(Quoted passage Opens)

Call to rethink ambulance targets
Posted: February 27, 2015
Posted in: Medical Negligence 
The head of the Welsh ambulance service has called for the target response times for the most serious accidents to be rethought. As it currently stands, the national target to reach category A life-threatening calls is 8 minutes. After the Welsh ambulance service saw a slight improvement in their figures over the last month, which had been the worst on record, the chief executive of the service said that these should be reconsidered.
“does not make a difference”
In January crews hit the 8-minute target 48.5% of time, yet the Welsh government target aims for it to be reached 65% of the time. The chief executive of the Welsh Ambulance Service, Tracy Myhill, said that these targets need rethinking. She said: “Most of the calls we take, most of the work we do, eight minutes does not make a difference … I want to look at clinical outcomes. I want to look at what happens when we see those patients and when we get them to treatment.”
She stressed that the eight-minute response time target actually makes little difference to the outcome of patients. The 65% target has only been met once in Wales over the last two and a half years, with Ms Myhill stressing that this is by no manner of means an effective way of measuring the service’s performance.
The Welsh ambulance service is looking into new response measures, focusing on key treatment areas – care for people who have had heart attacks, strokes and fractured hips.

(Quoted passage Closes)

▶ _Work order_: Restate the ambulance targets article from "The Welsh ambulance service is" to "and fractured hips.", swapping "fractured hips" for "broken hips".

(Data section Opens)

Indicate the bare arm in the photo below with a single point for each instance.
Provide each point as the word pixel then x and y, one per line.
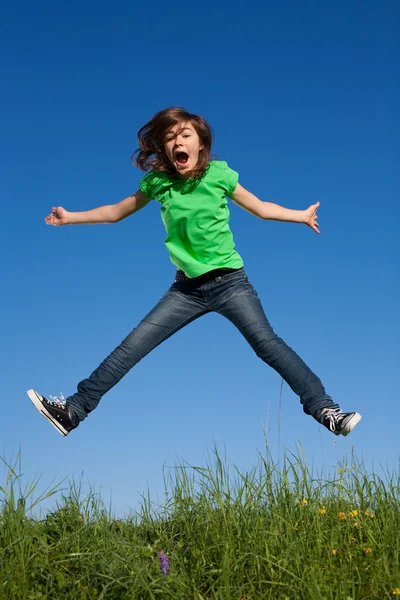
pixel 111 213
pixel 274 212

(Data section Closes)

▶ _Response to the exercise_:
The Welsh ambulance service is looking into new response measures, focusing on key treatment areas – care for people who have had heart attacks, strokes and broken hips.